• **Written exercise**: List every line in the material below that contains the word "rubber", copying each such line in full.

• **Provided information**:
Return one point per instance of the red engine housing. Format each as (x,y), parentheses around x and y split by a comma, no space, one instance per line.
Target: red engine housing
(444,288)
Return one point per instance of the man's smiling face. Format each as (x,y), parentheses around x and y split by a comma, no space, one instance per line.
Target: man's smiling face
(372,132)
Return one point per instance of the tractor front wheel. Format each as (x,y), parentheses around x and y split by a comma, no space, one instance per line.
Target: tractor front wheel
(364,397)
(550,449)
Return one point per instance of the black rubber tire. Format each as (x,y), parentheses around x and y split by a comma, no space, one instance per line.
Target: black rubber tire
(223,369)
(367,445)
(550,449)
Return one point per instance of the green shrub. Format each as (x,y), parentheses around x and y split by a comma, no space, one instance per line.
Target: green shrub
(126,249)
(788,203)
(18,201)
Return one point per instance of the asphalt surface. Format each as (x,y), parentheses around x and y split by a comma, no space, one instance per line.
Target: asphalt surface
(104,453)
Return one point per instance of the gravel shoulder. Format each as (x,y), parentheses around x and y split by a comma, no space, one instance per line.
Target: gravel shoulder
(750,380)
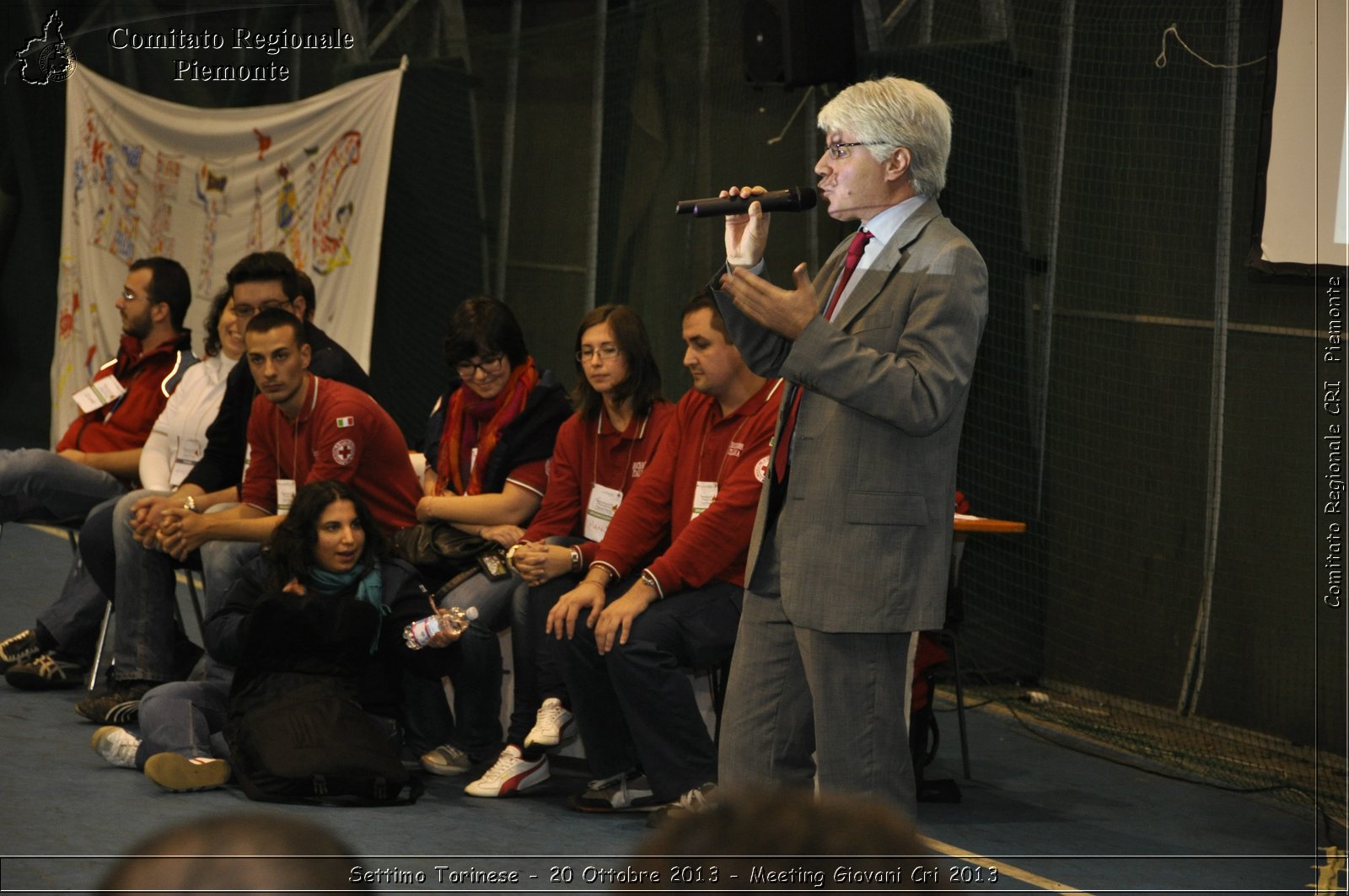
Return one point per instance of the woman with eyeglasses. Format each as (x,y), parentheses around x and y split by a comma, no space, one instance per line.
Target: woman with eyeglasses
(487,448)
(320,602)
(600,449)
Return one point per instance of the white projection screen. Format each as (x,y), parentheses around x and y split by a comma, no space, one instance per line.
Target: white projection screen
(1306,220)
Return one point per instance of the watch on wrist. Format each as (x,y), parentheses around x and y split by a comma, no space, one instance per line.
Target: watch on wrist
(649,579)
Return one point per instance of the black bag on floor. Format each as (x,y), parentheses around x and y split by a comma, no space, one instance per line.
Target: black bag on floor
(316,743)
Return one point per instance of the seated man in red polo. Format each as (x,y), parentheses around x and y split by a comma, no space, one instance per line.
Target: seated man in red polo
(642,613)
(301,428)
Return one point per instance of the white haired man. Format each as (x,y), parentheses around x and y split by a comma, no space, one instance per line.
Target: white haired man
(852,543)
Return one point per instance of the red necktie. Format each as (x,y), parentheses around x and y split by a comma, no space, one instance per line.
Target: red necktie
(784,443)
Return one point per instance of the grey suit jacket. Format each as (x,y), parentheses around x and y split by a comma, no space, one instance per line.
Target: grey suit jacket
(865,525)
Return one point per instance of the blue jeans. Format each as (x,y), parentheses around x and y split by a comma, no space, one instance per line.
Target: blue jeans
(146,598)
(40,486)
(74,617)
(186,718)
(634,706)
(474,663)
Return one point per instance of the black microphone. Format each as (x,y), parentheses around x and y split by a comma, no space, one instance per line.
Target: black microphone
(793,200)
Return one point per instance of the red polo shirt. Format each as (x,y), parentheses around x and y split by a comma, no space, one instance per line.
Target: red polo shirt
(699,446)
(590,453)
(341,433)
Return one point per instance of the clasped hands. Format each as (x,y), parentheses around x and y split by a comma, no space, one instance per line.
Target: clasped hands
(787,312)
(610,622)
(537,561)
(162,523)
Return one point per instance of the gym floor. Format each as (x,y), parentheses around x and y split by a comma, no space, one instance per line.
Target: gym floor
(1035,817)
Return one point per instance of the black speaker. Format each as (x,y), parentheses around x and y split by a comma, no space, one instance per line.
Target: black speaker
(799,42)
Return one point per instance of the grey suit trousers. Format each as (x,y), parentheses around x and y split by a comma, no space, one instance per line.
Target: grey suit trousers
(795,691)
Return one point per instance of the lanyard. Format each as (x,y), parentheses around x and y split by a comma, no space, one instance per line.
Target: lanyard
(627,464)
(707,428)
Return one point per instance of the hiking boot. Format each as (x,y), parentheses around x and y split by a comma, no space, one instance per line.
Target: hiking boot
(512,774)
(121,705)
(179,774)
(447,760)
(626,792)
(694,802)
(118,745)
(46,673)
(18,648)
(552,725)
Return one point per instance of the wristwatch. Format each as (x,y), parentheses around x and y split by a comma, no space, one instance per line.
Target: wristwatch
(649,579)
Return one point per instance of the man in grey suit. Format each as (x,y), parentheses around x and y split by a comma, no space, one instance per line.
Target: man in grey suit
(852,543)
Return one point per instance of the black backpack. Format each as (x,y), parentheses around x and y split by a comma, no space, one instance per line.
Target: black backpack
(296,729)
(316,743)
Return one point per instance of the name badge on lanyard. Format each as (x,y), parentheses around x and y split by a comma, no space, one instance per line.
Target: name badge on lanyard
(100,393)
(186,458)
(599,513)
(705,493)
(285,496)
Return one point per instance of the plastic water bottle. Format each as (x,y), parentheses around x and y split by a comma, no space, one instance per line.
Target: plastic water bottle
(420,633)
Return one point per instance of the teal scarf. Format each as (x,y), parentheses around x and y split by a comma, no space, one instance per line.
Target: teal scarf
(370,587)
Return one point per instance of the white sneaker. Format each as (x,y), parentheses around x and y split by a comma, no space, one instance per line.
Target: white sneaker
(510,774)
(118,745)
(552,725)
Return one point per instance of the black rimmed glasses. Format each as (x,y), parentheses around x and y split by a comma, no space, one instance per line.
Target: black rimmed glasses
(490,366)
(841,150)
(245,312)
(606,352)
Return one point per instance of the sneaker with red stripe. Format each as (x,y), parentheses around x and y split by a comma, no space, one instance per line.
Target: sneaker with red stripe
(510,774)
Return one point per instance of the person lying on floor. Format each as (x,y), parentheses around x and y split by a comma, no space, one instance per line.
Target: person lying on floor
(323,601)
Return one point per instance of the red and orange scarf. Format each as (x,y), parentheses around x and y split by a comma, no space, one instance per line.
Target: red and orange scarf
(490,417)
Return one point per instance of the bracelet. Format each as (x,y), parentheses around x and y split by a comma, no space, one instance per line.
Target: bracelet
(651,579)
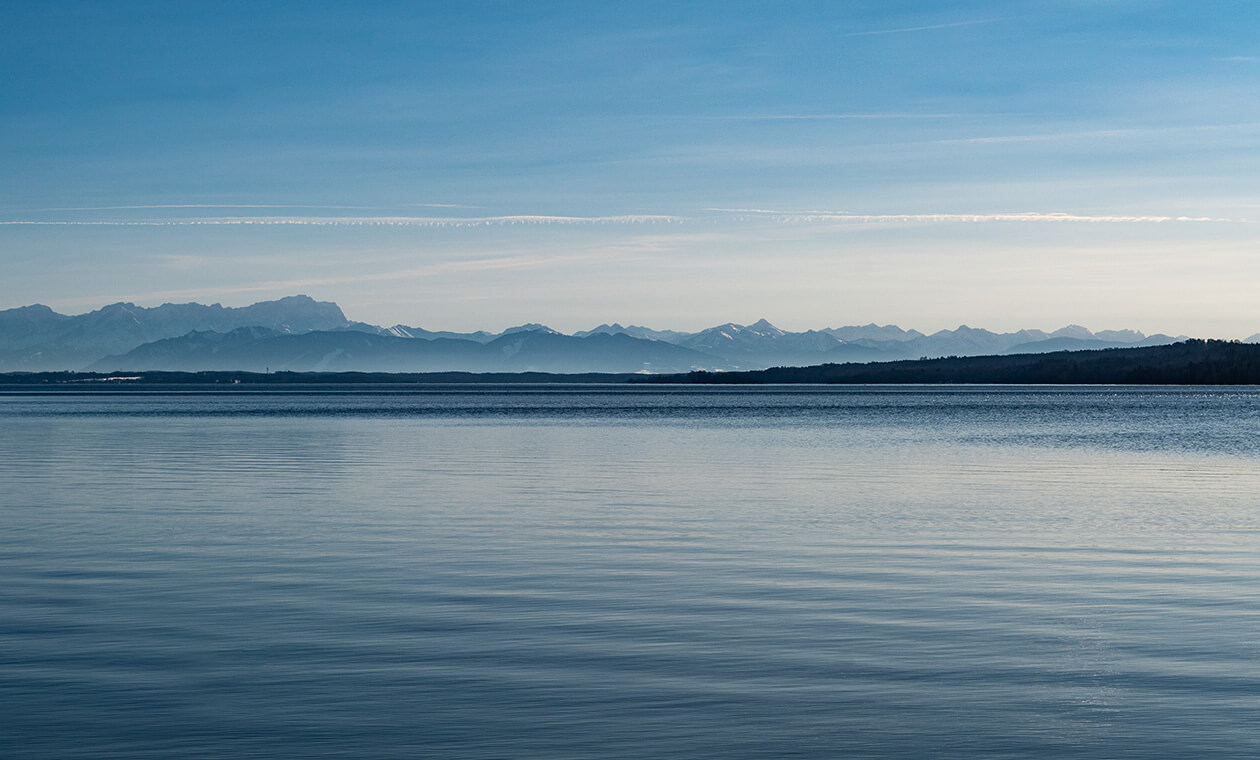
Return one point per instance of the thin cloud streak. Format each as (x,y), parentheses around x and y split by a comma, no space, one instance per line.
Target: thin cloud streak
(804,217)
(156,206)
(910,29)
(357,221)
(730,214)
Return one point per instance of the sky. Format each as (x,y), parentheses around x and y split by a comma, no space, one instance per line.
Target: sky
(481,164)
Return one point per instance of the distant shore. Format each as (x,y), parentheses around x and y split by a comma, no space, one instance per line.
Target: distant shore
(1187,363)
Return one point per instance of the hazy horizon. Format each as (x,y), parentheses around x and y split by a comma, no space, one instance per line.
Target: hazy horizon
(497,328)
(1003,165)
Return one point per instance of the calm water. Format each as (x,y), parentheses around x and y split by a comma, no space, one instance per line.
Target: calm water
(645,572)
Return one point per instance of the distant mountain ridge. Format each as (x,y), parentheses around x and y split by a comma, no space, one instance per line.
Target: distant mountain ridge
(303,334)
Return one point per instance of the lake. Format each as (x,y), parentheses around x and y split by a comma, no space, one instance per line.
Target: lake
(563,572)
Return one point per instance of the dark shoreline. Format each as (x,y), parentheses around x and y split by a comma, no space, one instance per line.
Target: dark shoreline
(1187,363)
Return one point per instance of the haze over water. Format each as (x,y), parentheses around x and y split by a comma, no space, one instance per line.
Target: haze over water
(631,572)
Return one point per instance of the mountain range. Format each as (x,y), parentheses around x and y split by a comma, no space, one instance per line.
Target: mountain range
(301,334)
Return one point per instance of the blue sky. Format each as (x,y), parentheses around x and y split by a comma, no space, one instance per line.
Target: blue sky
(481,164)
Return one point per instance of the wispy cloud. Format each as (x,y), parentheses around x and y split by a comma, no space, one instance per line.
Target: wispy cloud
(160,206)
(715,214)
(910,29)
(1041,217)
(853,116)
(1096,134)
(524,219)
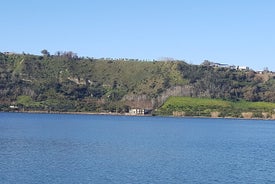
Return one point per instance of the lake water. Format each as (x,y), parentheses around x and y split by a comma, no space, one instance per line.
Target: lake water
(71,149)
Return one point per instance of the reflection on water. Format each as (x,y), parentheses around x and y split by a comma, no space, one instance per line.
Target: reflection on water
(47,148)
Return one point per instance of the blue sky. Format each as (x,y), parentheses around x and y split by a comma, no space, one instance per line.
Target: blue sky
(239,32)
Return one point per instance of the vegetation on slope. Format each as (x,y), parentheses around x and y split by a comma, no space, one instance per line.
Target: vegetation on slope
(188,106)
(66,82)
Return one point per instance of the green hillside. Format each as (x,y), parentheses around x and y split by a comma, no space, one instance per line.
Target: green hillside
(66,82)
(188,106)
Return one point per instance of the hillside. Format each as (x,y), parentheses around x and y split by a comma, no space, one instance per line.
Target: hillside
(66,82)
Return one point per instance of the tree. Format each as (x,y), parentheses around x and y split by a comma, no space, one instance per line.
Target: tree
(45,52)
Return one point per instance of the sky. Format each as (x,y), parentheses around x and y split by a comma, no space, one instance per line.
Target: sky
(234,32)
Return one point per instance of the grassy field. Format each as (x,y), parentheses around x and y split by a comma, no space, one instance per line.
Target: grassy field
(188,106)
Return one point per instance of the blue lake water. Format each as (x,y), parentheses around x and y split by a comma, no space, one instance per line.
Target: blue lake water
(71,149)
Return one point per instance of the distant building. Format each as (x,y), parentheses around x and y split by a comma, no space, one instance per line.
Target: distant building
(139,111)
(243,68)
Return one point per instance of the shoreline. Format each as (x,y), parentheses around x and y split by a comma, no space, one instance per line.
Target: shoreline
(128,114)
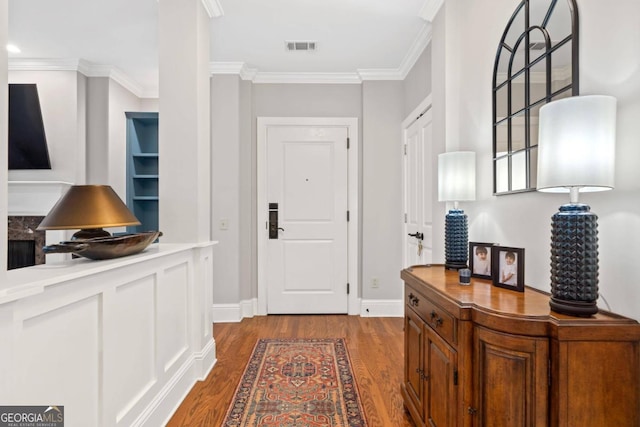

• **Output for this exercise**:
Return one point per instance of the black rubber tire. Format each as (x,y), parentheses around x and y split by a comma, no space, one instance per line.
Target: black rubber tire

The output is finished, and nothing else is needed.